--- TRY IT ---
Could you restate exactly the lines that begin at the line with "Target: white ceiling" and end at the final line of the data?

Extracted data entries
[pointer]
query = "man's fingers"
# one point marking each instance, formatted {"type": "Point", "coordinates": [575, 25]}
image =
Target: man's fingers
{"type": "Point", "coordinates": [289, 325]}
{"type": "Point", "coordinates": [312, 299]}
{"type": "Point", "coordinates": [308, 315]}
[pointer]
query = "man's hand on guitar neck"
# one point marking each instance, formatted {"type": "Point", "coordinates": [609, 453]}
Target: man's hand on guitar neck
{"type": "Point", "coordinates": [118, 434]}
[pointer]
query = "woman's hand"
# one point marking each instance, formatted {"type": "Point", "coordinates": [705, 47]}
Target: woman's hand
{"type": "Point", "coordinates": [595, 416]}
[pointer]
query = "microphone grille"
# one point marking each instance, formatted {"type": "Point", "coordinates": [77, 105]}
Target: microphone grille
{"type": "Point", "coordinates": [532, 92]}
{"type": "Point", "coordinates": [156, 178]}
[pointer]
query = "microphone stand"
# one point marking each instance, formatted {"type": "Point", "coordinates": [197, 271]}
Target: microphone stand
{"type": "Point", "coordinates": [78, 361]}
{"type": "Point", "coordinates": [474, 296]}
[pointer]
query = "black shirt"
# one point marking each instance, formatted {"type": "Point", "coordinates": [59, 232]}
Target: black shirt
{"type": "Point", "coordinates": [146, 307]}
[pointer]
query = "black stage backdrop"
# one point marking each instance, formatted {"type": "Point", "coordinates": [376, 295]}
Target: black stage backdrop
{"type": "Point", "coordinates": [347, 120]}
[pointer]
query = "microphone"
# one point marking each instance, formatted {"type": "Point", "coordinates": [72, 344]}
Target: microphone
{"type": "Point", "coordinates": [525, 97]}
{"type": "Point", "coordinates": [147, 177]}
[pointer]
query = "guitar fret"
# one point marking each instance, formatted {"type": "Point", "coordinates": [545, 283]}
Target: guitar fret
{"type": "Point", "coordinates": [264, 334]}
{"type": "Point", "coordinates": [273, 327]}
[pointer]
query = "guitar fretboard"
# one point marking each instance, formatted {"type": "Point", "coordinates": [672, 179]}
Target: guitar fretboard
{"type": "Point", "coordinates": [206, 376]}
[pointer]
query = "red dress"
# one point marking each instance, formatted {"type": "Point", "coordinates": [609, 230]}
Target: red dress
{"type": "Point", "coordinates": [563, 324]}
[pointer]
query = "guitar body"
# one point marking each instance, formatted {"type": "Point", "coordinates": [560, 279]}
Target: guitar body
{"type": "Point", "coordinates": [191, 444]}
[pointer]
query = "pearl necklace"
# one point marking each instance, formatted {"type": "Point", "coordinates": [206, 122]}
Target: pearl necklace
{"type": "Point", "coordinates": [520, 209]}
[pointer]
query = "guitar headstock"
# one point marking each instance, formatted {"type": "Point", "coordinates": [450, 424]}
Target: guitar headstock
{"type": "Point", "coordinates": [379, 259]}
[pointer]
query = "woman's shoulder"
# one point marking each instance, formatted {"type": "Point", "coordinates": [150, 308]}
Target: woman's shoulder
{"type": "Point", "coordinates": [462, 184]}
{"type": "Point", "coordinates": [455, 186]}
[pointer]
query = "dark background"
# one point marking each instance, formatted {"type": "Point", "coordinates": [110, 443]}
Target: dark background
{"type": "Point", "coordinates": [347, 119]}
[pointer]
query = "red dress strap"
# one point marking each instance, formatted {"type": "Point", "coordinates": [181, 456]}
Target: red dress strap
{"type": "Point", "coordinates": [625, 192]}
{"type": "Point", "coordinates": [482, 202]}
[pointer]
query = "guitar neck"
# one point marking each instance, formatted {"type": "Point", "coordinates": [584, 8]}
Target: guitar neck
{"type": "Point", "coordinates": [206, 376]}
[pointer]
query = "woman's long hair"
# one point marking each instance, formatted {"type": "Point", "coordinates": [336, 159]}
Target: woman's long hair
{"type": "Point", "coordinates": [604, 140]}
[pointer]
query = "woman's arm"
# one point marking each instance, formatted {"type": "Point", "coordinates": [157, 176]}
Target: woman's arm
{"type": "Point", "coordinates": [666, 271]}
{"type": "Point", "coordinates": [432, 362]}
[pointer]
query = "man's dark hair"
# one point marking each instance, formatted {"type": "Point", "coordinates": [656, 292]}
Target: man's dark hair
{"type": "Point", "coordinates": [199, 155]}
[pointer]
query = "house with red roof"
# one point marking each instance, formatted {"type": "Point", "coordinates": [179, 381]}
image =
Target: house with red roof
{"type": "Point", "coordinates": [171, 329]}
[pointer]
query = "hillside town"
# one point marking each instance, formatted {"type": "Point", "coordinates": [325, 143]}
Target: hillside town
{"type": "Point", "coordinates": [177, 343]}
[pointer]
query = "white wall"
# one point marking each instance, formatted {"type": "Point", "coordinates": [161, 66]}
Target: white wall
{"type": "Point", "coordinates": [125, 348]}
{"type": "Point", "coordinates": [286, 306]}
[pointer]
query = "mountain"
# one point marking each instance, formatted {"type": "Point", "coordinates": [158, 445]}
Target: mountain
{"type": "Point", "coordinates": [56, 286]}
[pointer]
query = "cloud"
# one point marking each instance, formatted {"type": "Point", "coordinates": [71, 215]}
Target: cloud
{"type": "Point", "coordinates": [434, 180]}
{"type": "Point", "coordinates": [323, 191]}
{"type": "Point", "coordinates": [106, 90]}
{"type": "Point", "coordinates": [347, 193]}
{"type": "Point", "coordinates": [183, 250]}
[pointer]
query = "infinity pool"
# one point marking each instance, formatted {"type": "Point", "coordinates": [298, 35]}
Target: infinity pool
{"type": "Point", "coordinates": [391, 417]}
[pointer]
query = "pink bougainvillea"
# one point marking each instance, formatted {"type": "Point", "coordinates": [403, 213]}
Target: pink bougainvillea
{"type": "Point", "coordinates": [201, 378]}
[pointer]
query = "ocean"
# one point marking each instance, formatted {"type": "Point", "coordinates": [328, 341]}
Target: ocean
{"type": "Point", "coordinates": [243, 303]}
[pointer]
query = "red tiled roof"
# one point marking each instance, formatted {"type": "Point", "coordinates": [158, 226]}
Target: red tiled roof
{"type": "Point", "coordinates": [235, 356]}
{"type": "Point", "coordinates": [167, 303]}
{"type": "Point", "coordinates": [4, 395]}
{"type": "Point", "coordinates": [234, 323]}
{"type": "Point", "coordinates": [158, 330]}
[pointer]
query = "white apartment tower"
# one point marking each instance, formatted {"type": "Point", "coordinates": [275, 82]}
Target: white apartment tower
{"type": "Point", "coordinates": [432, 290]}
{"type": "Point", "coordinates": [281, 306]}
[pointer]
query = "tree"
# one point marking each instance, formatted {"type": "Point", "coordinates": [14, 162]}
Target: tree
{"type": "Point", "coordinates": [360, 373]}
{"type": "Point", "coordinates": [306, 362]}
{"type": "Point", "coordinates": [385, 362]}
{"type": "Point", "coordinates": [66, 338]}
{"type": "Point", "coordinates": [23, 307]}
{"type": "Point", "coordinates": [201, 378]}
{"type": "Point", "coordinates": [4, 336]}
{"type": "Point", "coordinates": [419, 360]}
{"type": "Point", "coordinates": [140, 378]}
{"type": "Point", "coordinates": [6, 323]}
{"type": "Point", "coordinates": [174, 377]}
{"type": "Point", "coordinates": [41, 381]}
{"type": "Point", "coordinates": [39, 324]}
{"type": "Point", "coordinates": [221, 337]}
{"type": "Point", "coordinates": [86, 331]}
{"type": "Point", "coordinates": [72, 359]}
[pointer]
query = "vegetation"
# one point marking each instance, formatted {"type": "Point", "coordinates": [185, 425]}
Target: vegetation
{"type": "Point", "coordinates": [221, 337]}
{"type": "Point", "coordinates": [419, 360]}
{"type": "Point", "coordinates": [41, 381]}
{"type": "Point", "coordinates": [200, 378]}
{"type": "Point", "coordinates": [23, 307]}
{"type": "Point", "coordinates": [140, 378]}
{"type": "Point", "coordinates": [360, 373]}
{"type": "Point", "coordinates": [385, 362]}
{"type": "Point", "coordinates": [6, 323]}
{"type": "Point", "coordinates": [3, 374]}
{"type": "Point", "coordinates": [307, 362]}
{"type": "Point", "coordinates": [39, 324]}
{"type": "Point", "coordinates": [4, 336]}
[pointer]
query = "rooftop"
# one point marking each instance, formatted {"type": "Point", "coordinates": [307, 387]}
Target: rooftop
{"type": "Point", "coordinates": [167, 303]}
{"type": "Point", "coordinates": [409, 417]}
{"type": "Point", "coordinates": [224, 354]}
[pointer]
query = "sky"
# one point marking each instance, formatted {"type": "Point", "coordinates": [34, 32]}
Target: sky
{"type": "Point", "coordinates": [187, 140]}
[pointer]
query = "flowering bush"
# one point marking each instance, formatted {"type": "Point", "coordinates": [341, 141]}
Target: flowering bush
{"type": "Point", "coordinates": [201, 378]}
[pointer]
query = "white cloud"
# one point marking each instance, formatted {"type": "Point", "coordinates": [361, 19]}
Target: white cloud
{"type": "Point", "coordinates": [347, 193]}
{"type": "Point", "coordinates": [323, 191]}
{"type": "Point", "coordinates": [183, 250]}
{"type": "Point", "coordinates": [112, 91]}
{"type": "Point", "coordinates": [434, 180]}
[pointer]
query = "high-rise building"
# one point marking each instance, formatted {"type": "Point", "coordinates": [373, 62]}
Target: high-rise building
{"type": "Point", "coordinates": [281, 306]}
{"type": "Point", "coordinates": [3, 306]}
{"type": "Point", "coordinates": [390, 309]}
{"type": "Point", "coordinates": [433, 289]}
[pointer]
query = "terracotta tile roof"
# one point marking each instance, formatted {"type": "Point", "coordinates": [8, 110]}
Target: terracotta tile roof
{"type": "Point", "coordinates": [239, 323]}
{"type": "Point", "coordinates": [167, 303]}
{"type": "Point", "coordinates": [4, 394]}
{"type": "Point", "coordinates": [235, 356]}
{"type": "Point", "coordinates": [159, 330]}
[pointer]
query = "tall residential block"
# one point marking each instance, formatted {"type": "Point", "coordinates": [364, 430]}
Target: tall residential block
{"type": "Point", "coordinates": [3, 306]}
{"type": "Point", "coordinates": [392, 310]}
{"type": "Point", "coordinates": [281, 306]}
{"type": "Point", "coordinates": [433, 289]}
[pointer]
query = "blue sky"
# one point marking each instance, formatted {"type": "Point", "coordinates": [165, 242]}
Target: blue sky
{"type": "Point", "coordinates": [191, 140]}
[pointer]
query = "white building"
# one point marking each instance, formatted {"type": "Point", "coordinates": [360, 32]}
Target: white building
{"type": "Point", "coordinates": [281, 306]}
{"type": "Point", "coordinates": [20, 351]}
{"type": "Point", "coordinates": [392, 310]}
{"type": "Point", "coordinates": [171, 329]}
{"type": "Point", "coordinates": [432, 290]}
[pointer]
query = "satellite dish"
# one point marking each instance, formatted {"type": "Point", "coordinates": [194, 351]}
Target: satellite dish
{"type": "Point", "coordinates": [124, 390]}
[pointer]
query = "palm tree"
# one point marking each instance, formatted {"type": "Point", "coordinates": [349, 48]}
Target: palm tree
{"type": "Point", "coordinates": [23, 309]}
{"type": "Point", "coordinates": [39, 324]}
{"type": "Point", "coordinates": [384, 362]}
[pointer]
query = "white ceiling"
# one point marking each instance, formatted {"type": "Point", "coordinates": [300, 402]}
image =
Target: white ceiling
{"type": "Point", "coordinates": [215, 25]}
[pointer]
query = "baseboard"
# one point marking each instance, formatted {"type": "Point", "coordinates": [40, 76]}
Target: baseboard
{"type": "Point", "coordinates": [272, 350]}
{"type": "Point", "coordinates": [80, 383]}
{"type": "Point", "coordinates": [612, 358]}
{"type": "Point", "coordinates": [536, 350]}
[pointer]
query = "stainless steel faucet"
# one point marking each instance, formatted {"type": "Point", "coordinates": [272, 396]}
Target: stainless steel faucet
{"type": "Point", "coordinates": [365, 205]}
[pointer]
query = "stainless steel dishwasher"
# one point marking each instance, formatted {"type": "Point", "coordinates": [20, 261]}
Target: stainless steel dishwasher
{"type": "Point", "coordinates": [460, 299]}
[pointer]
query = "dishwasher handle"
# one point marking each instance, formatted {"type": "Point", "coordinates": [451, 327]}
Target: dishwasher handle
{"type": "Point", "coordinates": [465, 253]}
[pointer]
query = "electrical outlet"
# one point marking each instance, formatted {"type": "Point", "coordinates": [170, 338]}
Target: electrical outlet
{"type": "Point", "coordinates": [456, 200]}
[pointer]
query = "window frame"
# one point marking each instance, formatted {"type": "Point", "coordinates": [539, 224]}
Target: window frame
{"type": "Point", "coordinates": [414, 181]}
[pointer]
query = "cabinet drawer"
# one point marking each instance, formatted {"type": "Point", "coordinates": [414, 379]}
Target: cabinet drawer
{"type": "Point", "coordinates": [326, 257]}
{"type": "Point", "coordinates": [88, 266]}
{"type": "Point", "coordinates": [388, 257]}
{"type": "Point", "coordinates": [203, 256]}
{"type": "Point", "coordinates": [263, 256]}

--- OUTPUT ---
Target: white ceiling
{"type": "Point", "coordinates": [215, 25]}
[pointer]
query = "baseboard"
# one point marking each instance, formatted {"type": "Point", "coordinates": [40, 76]}
Target: baseboard
{"type": "Point", "coordinates": [272, 350]}
{"type": "Point", "coordinates": [80, 383]}
{"type": "Point", "coordinates": [612, 358]}
{"type": "Point", "coordinates": [536, 350]}
[pointer]
query = "stainless steel faucet"
# one point marking each instance, formatted {"type": "Point", "coordinates": [272, 396]}
Target: stainless steel faucet
{"type": "Point", "coordinates": [365, 205]}
[pointer]
query = "stainless steel dishwasher"
# one point marking each instance, formatted {"type": "Point", "coordinates": [20, 261]}
Target: stainless steel dishwasher
{"type": "Point", "coordinates": [460, 299]}
[pointer]
query = "dishwasher handle"
# one point marking each instance, formatted {"type": "Point", "coordinates": [451, 327]}
Target: dishwasher handle
{"type": "Point", "coordinates": [465, 253]}
[pointer]
query = "electrical outlet"
# one point marking each instance, formatted {"type": "Point", "coordinates": [170, 338]}
Target: electrical outlet
{"type": "Point", "coordinates": [456, 200]}
[pointer]
query = "window frame"
# one point marking each instance, formatted {"type": "Point", "coordinates": [539, 224]}
Target: window frame
{"type": "Point", "coordinates": [414, 181]}
[pointer]
query = "cabinet drawer"
# one point marking each instance, formatted {"type": "Point", "coordinates": [414, 379]}
Target: cabinet drawer
{"type": "Point", "coordinates": [326, 257]}
{"type": "Point", "coordinates": [88, 266]}
{"type": "Point", "coordinates": [388, 257]}
{"type": "Point", "coordinates": [203, 256]}
{"type": "Point", "coordinates": [263, 256]}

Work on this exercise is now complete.